In the venue of environmental concerns, there used to be a joke that said if you picked up a conch shell on a New Jersey beach and held it to your ear, you could hear the emergency room.
Medical waste showing up in our nation’s waters has obviously become a problem in recent years, and the aforementioned joke was a comic’s way of illustrating a public concern.
Well, it may be more than a one-liner these days. Fish caught near wastewater treatment plants serving five major cities had residues of pharmaceuticals in them. These chemicals included medicines used to treat high cholesterol, allergies, high blood pressure, bipolar disorder and depression. More studies have now been ordered.
But a report on this study showed that a person would have to eat hundreds of thousands of fish dinners to get even a single therapeutic dose. So if you think you can now have a fish fry with built-in cholesterol control, it ain’t gonna happen.
However, these findings might indicate that a large bass won’t die of a high- blood-pressure-induced heart attack before you get it to the boat. I doubt however, that a fish is going to be any less depressed, given that it is bound for the skillet.
Now I realize that having to eat hundreds of thousands of fish to get a single dosage of any of these medications sort of puts the issue into perspective. But there is an ambiance factor here.
It’s kind of like when singer/comedian Jim Stafford said, “I don’t even use Listerine because the label said that it kills germs on contact, and I don’t like the idea of anything dying in my mouth.”
So who wants to eat a fish with even a tiny trace of anti-depressant in the tissue? That’s not to say that a non-bipolar fish will taste any different than one with a split personality. And I don’t know how you would tell that anyway, given that fish don’t frown or laugh.

**Data extract**.

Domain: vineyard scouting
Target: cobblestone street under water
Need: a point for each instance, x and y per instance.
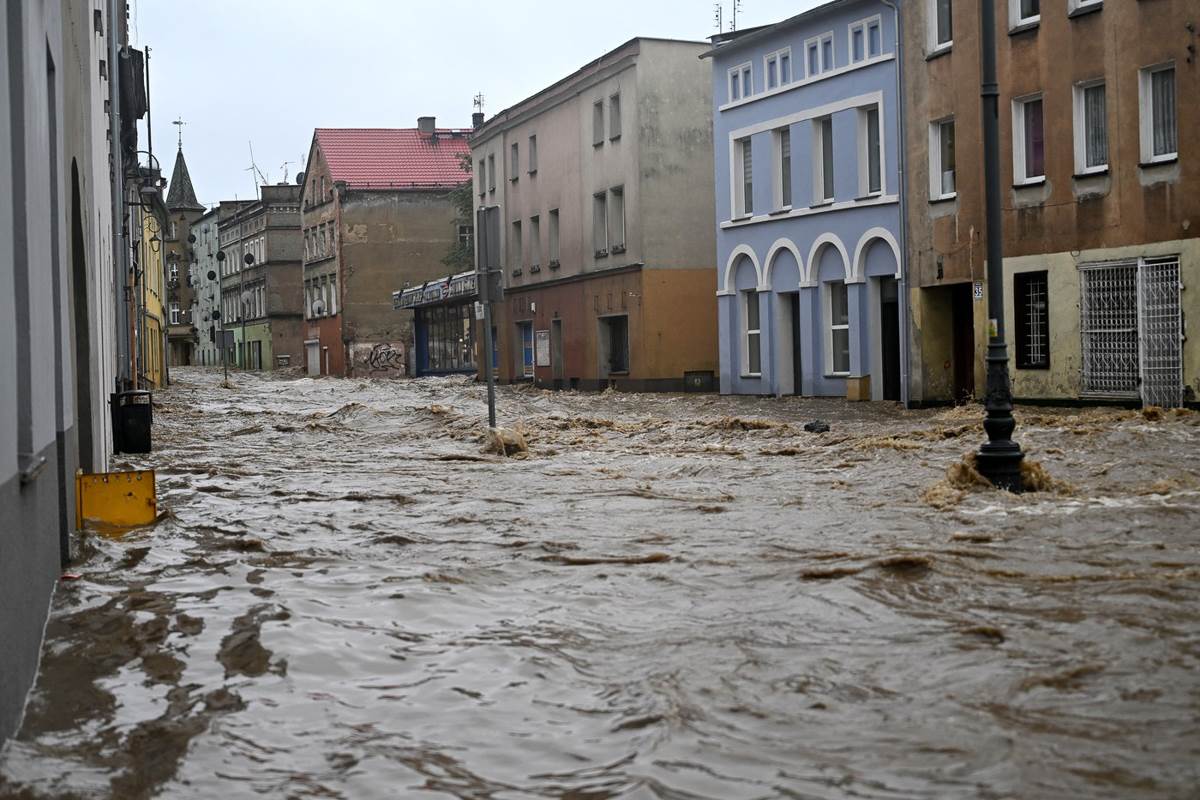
(670, 596)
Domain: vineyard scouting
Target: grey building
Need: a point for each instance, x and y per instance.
(262, 306)
(58, 352)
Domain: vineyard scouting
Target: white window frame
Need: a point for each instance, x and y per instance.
(829, 328)
(819, 41)
(935, 161)
(864, 26)
(934, 46)
(777, 58)
(864, 190)
(778, 175)
(1146, 113)
(1019, 178)
(741, 208)
(750, 296)
(819, 196)
(1080, 125)
(1015, 20)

**Tasks and exercises**.
**1.** Translate the following sentence from the column on pharmaceuticals in fish into Spanish: "Fish caught near wastewater treatment plants serving five major cities had residues of pharmaceuticals in them."
**2.** Reproduce verbatim the passage of the column on pharmaceuticals in fish from "Well, it may" up to and including "now been ordered.".
**3.** Proceed with the column on pharmaceuticals in fish, writing on from its final sentence.

**Replies**.
**1.** Los peces capturados cerca de plantas de tratamiento de aguas residuales que abastecen a cinco grandes ciudades tenían residuos de productos farmacéuticos.

**2.**
Well, it may be more than a one-liner these days. Fish caught near wastewater treatment plants serving five major cities had residues of pharmaceuticals in them. These chemicals included medicines used to treat high cholesterol, allergies, high blood pressure, bipolar disorder and depression. More studies have now been ordered.

**3.**
When I was a kid, I’ve knelt down many times and drank water from a stream. I wouldn’t do that anymore. I’m not saying that most streams have enough mercury in them to underwrite a thermometer factory. I’m just saying it’s there, and I can’t get past it.
And had you told me back then that companies would be selling us water in bottles for more than a buck each, I would have said you were crazy.
Yes, indeed, we will offer some jokes about these things, but we had better give ample time to the fact that our environmental stewardship has suffered greatly through the years. So let’s be careful when we toss about in negative connotations the term “tree hugger.” I’m not suggesting that one day someone will be selling us shade, but I must consider the past and present.
Back to Jim Stafford for a moment. He asked the question, “Where is Kingdom Come and how hard would my mama have to hit me to knock me there?”
I realize that has nothing to do with pharmaceuticals in fish, but I do think it’s a valid question.
Another question: Does this recent study indicate that we will have to buy a fishing license and prescription?